#### [Testo del documento]
_ _ _ _

A cura di Guillermo Moreno-Sanz
Il Dr. Guillermo Moreno-Sanz è autore di più di 30 articoli scientifici e 3 brevetti che descrivono il ruolo del sistema endocannabinoide nella percezione del dolore. Laureato in biochimica e chimica organica all'Università di Saragozza, ha ottenuto il suo dottorato in neuroscienze all'Università Complutense di Madrid. Ha acquisito una vasta esperienza internazionale con incarichi a lungo termine nei Paesi Bassi, in Italia e negli Stati Uniti, sviluppando la maggior parte della sua carriera accademica presso l'Università della California, Irvine, dove ha scoperto una nuova classe di analgesici cannabinoidi ad alto potenziale clinico. Nel 2017, è stato consulente della National Academy of Sciences degli Stati Uniti nella preparazione del rapporto "The health effects of cannabis and cannabinoids" ("gli effetti della cannabis e dei cannabinoidi sulla salute") e successivamente ha fondato Abagune Research per offrire consulenza scientifica e soluzioni R&S all'industria internazionale della cannabis. Nel 2020 ha assunto la direzione scientifica e medica di Khiron Life Sciences in Europa.
Incontra gli Esperti è una serie di interviste, condotte da esperti del settore, ai leader mondiali nella ricerca e del uso medico del cannabis.
Il Dr. Robert Laprairie è Professore Associato e Presidente degli istituti di ricerca GlaxoSmithKline-Canadian per la scoperta e lo sviluppo di farmaci presso il College di Farmacia e Nutrizione della università del Saskatchewan, Canada. Robert è anche presidente e direttore della formazione del Canadian Consortium for the Investigation of Cannabinoids (CCIC) e il destinatario del William A. Devane Young Investigator Award 2021 della International Cannabinoid Research Society (ICRS).
Con il suo laboratorio, Robert si è interessato alla farmacologia molecolare dei cannabinoidi per quasi 10 anni e ha pubblicato quasi 50 studi nel campo.
Guillermo Moreno-Sanz: Robert, puoi dirci come hai iniziato a dedicarti alla ricerca sui cannabinoidi? Quali aspetti della fisiologia degli endocannabinoidi ti interessano di più?
Robert Laprairie: Durante il mio Master alla Dalhousie University il mio supervisore mi ha interessato a un progetto che esplorava la regolazione genica del recettore dei cannabinoidi di tipo 1 (CB1R) nel morbo di Huntington. I pazienti con morbo di Huntington perdono circa la metà dei loro CB1R prima che appaiano i sintomi. Noi volevamo capire come e perché succede. Ciò di cui mi sono reso conto all'inizio di questo progetto è quanto il campo della ricerca sui cannabinoidi fosse nuovo, e quante domande di base fossero ancora senza risposta. Il fatto che la ricerca sui cannabinoidi fosse ancora un campo aperto e sconosciuto – la possibilità di fare scoperte – è ciò che mi ha davvero interessato. Le competenze che ho acquisito studiando i recettori dei cannabinoidi sono applicabili anche agli altri due non-cannabinoidi che ora studiamo nel nostro laboratorio: i recettori della serotonina e quelli dell'orexina. Abbiamo intrapreso questi percorsi attraverso collaborazioni che finora si sono rivelate come fantastiche sorprese nella mia carriera.

_ _ _ _

#### [Voci fornite]
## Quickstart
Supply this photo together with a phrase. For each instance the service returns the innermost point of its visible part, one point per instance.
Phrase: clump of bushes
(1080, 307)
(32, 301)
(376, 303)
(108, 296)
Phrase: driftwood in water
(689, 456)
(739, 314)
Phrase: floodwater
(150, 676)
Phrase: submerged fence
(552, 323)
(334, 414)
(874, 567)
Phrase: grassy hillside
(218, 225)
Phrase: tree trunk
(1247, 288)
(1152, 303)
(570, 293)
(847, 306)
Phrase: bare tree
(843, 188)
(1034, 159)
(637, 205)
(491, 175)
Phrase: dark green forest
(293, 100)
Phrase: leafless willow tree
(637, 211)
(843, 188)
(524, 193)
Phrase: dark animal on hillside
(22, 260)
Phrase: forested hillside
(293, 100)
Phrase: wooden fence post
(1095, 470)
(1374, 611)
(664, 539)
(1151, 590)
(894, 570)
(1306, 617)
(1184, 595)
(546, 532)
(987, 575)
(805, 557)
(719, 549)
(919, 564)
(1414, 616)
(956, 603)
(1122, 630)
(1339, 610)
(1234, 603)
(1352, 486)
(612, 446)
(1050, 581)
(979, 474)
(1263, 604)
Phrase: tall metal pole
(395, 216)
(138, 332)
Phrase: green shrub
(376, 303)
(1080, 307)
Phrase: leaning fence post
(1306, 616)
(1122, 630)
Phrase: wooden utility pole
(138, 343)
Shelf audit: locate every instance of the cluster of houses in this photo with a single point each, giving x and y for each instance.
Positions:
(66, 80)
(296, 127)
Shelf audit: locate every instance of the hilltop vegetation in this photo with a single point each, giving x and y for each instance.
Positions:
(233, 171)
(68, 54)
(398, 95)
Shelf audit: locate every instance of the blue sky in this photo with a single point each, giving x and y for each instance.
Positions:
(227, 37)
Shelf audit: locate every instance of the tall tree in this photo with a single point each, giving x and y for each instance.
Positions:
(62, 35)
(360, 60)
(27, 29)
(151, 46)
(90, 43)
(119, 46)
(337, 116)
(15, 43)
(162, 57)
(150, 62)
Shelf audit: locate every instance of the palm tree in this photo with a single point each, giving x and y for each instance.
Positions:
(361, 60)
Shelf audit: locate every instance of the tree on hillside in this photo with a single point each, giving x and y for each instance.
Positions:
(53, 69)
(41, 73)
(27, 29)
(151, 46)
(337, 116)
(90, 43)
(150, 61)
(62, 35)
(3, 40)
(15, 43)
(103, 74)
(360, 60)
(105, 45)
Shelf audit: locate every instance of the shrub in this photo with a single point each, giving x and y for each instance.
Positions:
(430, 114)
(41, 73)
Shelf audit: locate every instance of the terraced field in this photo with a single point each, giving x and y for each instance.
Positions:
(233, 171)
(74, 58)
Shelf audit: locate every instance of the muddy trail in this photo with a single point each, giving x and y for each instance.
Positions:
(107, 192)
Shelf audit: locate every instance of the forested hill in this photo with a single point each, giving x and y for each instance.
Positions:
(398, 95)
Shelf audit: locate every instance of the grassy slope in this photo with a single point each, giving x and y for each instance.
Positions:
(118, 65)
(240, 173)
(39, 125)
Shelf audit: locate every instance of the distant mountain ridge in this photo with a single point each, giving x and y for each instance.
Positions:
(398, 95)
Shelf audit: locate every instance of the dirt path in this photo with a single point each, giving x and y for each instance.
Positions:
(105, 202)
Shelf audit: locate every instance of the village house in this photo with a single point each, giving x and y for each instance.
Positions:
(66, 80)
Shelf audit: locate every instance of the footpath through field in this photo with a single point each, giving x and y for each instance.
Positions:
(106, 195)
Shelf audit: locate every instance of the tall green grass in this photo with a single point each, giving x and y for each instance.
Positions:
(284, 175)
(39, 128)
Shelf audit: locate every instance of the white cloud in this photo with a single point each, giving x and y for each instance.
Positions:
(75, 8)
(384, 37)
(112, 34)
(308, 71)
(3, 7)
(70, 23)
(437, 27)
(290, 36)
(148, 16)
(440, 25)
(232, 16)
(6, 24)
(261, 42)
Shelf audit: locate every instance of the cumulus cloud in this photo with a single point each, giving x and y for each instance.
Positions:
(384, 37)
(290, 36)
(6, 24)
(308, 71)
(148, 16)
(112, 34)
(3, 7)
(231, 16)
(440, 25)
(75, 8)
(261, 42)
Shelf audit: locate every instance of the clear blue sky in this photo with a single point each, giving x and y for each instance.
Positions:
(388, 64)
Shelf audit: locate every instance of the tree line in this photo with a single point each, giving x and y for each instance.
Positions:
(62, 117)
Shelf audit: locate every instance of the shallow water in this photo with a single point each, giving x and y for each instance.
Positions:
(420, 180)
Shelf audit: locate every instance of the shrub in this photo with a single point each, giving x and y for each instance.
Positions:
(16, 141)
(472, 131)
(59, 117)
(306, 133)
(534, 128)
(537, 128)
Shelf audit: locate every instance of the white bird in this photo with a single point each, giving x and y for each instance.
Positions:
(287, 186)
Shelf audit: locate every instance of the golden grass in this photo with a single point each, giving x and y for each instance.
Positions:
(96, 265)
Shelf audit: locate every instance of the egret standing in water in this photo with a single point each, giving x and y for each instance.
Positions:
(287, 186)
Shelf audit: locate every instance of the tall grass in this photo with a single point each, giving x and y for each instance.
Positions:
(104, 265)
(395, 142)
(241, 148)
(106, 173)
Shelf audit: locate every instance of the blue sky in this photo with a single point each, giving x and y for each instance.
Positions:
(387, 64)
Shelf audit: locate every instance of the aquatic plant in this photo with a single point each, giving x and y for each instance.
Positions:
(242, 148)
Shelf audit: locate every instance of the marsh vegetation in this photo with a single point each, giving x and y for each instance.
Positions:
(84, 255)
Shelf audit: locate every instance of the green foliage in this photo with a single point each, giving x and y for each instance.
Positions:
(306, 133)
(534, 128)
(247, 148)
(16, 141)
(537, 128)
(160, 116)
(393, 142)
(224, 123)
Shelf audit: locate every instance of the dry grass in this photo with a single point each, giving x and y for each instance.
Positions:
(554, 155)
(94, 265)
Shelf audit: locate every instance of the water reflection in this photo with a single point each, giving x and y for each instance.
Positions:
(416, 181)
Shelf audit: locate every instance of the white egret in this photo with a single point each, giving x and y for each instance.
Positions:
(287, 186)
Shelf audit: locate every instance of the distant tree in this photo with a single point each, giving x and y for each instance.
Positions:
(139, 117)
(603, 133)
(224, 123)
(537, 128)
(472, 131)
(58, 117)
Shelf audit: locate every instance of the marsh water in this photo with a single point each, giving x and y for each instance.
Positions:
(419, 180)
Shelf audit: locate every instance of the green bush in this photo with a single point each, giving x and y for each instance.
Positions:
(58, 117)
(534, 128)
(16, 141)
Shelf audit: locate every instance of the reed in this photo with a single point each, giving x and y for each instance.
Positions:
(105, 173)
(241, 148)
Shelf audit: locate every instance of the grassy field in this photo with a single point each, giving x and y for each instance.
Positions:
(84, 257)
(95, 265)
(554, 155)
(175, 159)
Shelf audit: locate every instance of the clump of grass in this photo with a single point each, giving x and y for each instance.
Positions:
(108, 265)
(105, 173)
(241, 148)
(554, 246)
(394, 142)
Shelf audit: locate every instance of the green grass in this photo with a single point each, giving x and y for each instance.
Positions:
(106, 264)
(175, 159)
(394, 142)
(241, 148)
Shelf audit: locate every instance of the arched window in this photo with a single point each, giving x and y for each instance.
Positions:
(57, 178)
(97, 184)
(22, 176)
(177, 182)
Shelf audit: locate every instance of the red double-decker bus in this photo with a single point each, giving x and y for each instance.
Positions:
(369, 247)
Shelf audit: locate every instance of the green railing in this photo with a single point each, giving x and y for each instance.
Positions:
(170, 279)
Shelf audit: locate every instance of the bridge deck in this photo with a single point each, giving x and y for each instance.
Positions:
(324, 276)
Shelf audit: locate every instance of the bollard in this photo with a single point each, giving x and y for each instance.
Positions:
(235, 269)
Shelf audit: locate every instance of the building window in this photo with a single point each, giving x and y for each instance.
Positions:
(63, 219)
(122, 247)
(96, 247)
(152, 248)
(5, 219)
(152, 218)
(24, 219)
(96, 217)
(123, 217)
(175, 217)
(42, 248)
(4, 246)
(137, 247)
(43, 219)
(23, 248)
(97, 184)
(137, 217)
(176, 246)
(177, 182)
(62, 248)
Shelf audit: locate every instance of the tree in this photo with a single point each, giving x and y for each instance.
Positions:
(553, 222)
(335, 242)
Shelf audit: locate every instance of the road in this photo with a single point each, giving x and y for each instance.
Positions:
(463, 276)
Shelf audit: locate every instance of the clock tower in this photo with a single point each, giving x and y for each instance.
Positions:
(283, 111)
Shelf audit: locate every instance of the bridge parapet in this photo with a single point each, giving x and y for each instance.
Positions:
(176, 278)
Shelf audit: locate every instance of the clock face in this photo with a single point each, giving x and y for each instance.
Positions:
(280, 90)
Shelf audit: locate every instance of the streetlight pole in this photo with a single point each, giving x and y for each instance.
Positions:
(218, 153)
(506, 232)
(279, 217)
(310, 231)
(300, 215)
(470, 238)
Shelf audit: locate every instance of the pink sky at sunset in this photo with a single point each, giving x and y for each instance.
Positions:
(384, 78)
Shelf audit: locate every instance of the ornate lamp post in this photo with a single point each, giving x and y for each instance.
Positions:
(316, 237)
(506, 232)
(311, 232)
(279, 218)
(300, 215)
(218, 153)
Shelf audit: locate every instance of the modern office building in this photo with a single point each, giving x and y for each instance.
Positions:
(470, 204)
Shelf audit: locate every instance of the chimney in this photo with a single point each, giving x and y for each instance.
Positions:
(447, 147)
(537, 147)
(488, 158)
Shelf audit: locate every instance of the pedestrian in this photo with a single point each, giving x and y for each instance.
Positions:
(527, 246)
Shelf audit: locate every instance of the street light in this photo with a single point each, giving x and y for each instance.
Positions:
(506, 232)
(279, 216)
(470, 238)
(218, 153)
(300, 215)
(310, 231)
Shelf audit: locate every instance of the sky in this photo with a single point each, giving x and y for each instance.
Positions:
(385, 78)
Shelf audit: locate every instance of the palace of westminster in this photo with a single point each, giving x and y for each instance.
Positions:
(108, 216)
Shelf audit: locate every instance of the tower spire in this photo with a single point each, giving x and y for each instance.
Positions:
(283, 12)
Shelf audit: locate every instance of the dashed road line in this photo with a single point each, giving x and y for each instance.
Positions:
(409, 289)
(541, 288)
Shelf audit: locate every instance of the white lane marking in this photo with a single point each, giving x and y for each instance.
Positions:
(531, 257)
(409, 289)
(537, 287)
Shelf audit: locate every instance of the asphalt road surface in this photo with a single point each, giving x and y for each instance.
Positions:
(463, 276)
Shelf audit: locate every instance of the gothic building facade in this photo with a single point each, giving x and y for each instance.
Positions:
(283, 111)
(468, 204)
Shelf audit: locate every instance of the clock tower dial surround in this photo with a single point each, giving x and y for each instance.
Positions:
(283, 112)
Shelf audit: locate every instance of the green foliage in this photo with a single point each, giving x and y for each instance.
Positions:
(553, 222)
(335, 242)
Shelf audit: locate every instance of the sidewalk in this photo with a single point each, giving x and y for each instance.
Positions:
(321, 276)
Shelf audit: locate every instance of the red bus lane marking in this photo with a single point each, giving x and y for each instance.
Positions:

_ _ _ _

#### [Cosa fare]
Ricopia dal testo dell'intervista tutto quello che va dalle parole "Il Dr. Robert" fino alle parole "studi nel campo.".

#### [Risposta]
Il Dr. Robert Laprairie è Professore Associato e Presidente degli istituti di ricerca GlaxoSmithKline-Canadian per la scoperta e lo sviluppo di farmaci presso il College di Farmacia e Nutrizione della università del Saskatchewan, Canada. Robert è anche presidente e direttore della formazione del Canadian Consortium for the Investigation of Cannabinoids (CCIC) e il destinatario del William A. Devane Young Investigator Award 2021 della International Cannabinoid Research Society (ICRS).
Con il suo laboratorio, Robert si è interessato alla farmacologia molecolare dei cannabinoidi per quasi 10 anni e ha pubblicato quasi 50 studi nel campo.